===== PAGE TEXT =====
Leisure Suit Larry: Box Office Bust Review

Review

Leisure
Suit Larry: Box Office Bust


Team
17
Codemasters
Genre: Humor
April 2009
Platform:

PC
(Version reviewed)



Review by Randy Sluganski
April 14, 2009

 


Leisure Suit Larry:
Box Office Bust is rated M (mature) and is not supposed to be played
by anyone under the age of 17. As this review contains explicit descriptions
of game situations, it also should not be read by anyone under the
age of 17. Nor should it be read if you are easily offended by four-letter-words
or by my poor writing masquerading as humor.

If Al Lowe – the
creator of Leisure Suit Larry – were dead, he would be spinning
in his grave. But luckily Al is still with us so he’s probably
just pulling out his hair instead. Well, maybe not as Al is a charter
member of The
Bald Hair Club for Men Club
. But just to be on the safe side,
I emailed the loquacious Mr. Lowe to inquire as to his involvement,
if any, with Leisure
Suit Larry: Box Office Bust
, his response, “I am
quite proud to say absolutely none!”

If it
looks like a turd and if it smells like a turd . . .

Leisure Suit Larry: Box Office Bust screenshot - click to enlargeSo
you’ve just returned from your local Gamestop with your new
purchase – and yes, I did purchase this game for $19.99 as neither
the publisher Codemasters
nor their public relations firm Fortyseven
Communications
had the courtesy to respond to our review copy
requests even though they were the ones to initiate the contact, sort
of the video game equivalent of a movie studio refusing to provide
advance screenings for films that they know will receive blistering
reviews – and as you excitedly remove the cellophane, it will
be understandable if the accompanying stench leads you to believe
that someone has taken a dump in the box and then sealed it shut.
===== EXTRACTED INFORMATION =====
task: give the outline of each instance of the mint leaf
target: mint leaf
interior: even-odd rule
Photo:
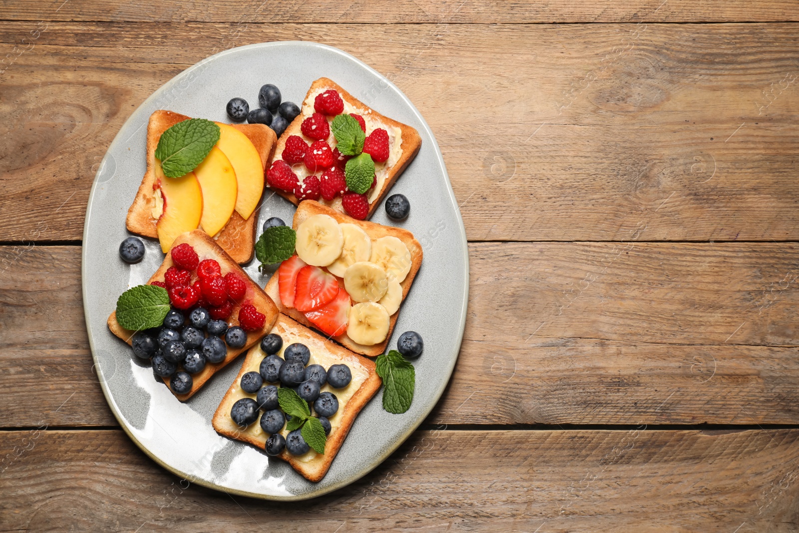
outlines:
[[[202,162],[219,136],[219,126],[211,121],[189,118],[161,134],[155,157],[167,177],[180,177]]]
[[[378,356],[375,361],[377,375],[383,378],[383,408],[395,414],[403,413],[411,407],[416,384],[416,372],[396,350]]]
[[[160,326],[169,311],[169,295],[157,285],[137,285],[117,300],[117,321],[125,329],[141,331]]]
[[[324,453],[324,443],[328,441],[328,436],[324,434],[324,428],[322,427],[322,423],[319,421],[318,418],[312,416],[308,419],[308,422],[302,427],[300,434],[316,453]]]
[[[261,263],[258,270],[262,270],[265,265],[280,263],[294,255],[296,240],[297,233],[288,226],[267,229],[255,243],[255,257]]]
[[[356,156],[361,153],[366,133],[360,129],[358,121],[349,115],[341,114],[333,119],[331,125],[339,152],[345,156]]]
[[[344,167],[344,176],[347,177],[347,189],[358,194],[366,193],[375,181],[375,161],[372,161],[372,156],[364,152],[350,159]]]

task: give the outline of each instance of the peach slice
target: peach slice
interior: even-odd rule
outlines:
[[[238,190],[236,172],[227,156],[214,146],[194,169],[194,174],[202,189],[200,225],[203,231],[213,237],[228,223],[236,208]]]
[[[238,196],[236,210],[247,220],[264,193],[264,165],[260,155],[247,136],[229,124],[217,122],[220,129],[217,147],[228,157],[236,171]]]

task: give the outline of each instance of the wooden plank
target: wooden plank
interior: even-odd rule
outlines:
[[[3,23],[0,55],[30,30]],[[43,221],[41,238],[80,239],[124,120],[221,42],[324,35],[419,108],[470,240],[626,241],[642,228],[643,241],[799,240],[793,25],[371,28],[390,47],[353,43],[362,30],[48,23],[0,78],[0,239]]]
[[[10,531],[791,531],[799,497],[797,430],[417,432],[310,504],[199,487],[118,430],[4,432],[0,452]]]
[[[799,423],[797,245],[469,249],[463,343],[429,422]],[[19,252],[0,248],[0,331],[13,332],[0,427],[115,424],[91,371],[79,249]]]

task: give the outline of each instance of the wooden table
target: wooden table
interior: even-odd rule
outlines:
[[[797,531],[797,8],[0,2],[0,529]],[[419,430],[360,481],[273,503],[189,485],[119,428],[80,253],[97,165],[145,97],[297,39],[429,122],[471,288]]]

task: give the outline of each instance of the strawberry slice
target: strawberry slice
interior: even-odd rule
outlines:
[[[294,307],[302,312],[312,311],[335,298],[338,292],[339,284],[335,276],[308,265],[297,272]]]
[[[349,308],[349,295],[340,288],[335,298],[326,305],[306,312],[305,318],[330,336],[337,336],[347,331]]]
[[[305,261],[295,253],[280,263],[277,269],[277,286],[280,289],[280,301],[286,307],[294,307],[294,292],[297,286],[297,272],[305,266]]]

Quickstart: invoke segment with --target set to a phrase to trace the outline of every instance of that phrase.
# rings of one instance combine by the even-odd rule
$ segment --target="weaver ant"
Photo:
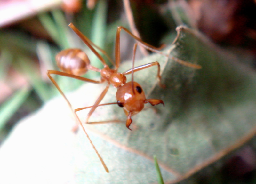
[[[86,124],[88,124],[90,123],[90,122],[88,122],[90,117],[98,107],[107,105],[117,104],[120,107],[124,108],[124,112],[127,116],[126,126],[127,128],[131,130],[129,128],[129,126],[132,122],[131,118],[131,116],[141,111],[144,108],[145,103],[149,103],[152,105],[160,103],[164,104],[163,102],[160,100],[146,99],[142,88],[139,84],[133,81],[133,72],[156,66],[157,67],[158,69],[157,77],[159,81],[159,84],[160,85],[161,85],[160,83],[161,79],[161,76],[160,75],[160,66],[159,63],[157,61],[135,68],[134,67],[134,57],[137,44],[144,47],[148,50],[164,55],[180,64],[187,66],[196,69],[200,69],[201,68],[201,67],[200,65],[186,62],[176,58],[169,56],[159,51],[158,50],[161,49],[161,48],[157,48],[144,42],[140,39],[132,34],[126,28],[119,26],[117,28],[116,35],[115,48],[116,60],[115,67],[114,69],[110,69],[106,64],[104,59],[95,50],[94,47],[100,51],[109,59],[109,57],[108,56],[105,52],[96,45],[84,35],[75,27],[72,23],[69,24],[69,26],[100,60],[104,65],[104,68],[101,69],[91,65],[90,64],[90,60],[87,54],[81,50],[78,49],[69,49],[62,51],[56,56],[56,59],[57,65],[63,71],[49,70],[47,71],[47,75],[50,79],[64,97],[68,103],[69,108],[74,112],[75,116],[82,127],[84,132],[98,155],[105,170],[107,172],[108,172],[108,170],[106,164],[89,137],[76,112],[85,108],[91,108],[90,110],[87,115],[85,122]],[[122,29],[125,31],[129,35],[134,38],[136,40],[137,43],[135,44],[133,49],[133,59],[132,68],[124,72],[120,73],[117,72],[117,70],[119,68],[120,63],[120,33]],[[111,61],[111,59],[110,60]],[[101,76],[100,80],[94,80],[80,76],[84,74],[88,70],[100,73]],[[126,83],[125,75],[131,74],[132,74],[132,81]],[[107,84],[106,87],[101,92],[93,106],[79,108],[75,110],[75,111],[73,111],[74,110],[72,105],[69,101],[68,100],[57,83],[51,76],[52,74],[67,76],[95,84],[100,84],[105,82],[107,82]],[[107,93],[110,85],[112,85],[113,87],[117,89],[116,93],[116,97],[117,102],[100,104],[100,101]],[[127,97],[129,97],[129,98],[127,98]],[[102,123],[104,122],[102,122]],[[96,122],[91,122],[91,123],[94,123]]]

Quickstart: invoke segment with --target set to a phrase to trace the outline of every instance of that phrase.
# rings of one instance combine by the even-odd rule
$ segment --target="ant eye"
[[[141,94],[141,93],[142,92],[142,89],[141,89],[141,88],[140,86],[136,86],[135,88],[136,88],[136,90],[138,92],[139,94]]]
[[[117,105],[120,107],[124,107],[124,103],[120,102],[120,101],[117,101]]]

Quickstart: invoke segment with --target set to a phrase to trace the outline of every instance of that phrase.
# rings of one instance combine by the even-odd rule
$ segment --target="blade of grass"
[[[0,80],[5,78],[12,59],[12,56],[7,49],[4,49],[1,52],[0,54]]]
[[[157,174],[157,180],[158,183],[159,184],[164,184],[164,180],[163,179],[162,174],[161,173],[161,171],[160,170],[160,168],[157,162],[157,159],[156,159],[156,156],[155,155],[154,156],[154,161],[155,161],[155,166],[156,167],[156,173]]]
[[[68,24],[66,21],[63,13],[60,9],[54,10],[52,12],[52,16],[57,26],[58,34],[61,38],[62,49],[72,47],[70,43],[72,40],[70,30],[67,26]]]
[[[48,86],[41,79],[37,66],[30,59],[23,57],[20,58],[19,65],[40,98],[46,102],[50,93]]]
[[[26,100],[31,91],[28,86],[19,90],[0,107],[0,130]]]
[[[106,1],[99,1],[97,4],[95,13],[92,19],[92,41],[96,45],[104,47],[106,32],[106,21],[107,4]],[[96,56],[93,55],[91,59],[93,66],[97,68],[102,67]]]
[[[50,15],[47,13],[40,14],[39,20],[54,41],[60,46],[62,45],[60,37],[58,34],[57,26]]]

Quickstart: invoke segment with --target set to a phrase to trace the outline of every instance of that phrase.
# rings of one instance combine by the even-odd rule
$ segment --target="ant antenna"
=====
• _ACTIONS TO TAKE_:
1. Summarize the review in two sentences.
2. Reproduce the passage of the review starting at "Leisure Suit Larry: Box Office Bust screenshot" and ending at "sealed it shut.".

• _EXPECTED OUTPUTS_:
1. The review states that Leisure Suit Larry: Box Office Bust is rated M and that the review, which contains explicit descriptions of game situations, should not be read by anyone under 17. Larry's creator Al Lowe replied by email that he had absolutely no involvement with the game, and the reviewer bought it for $19.99 because Codemasters and its public relations firm did not respond to review copy requests.

2.
Leisure Suit Larry: Box Office Bust screenshot - click to enlargeSo
you’ve just returned from your local Gamestop with your new
purchase – and yes, I did purchase this game for $19.99 as neither
the publisher Codemasters
nor their public relations firm Fortyseven
Communications
had the courtesy to respond to our review copy
requests even though they were the ones to initiate the contact, sort
of the video game equivalent of a movie studio refusing to provide
advance screenings for films that they know will receive blistering
reviews – and as you excitedly remove the cellophane, it will
be understandable if the accompanying stench leads you to believe
that someone has taken a dump in the box and then sealed it shut.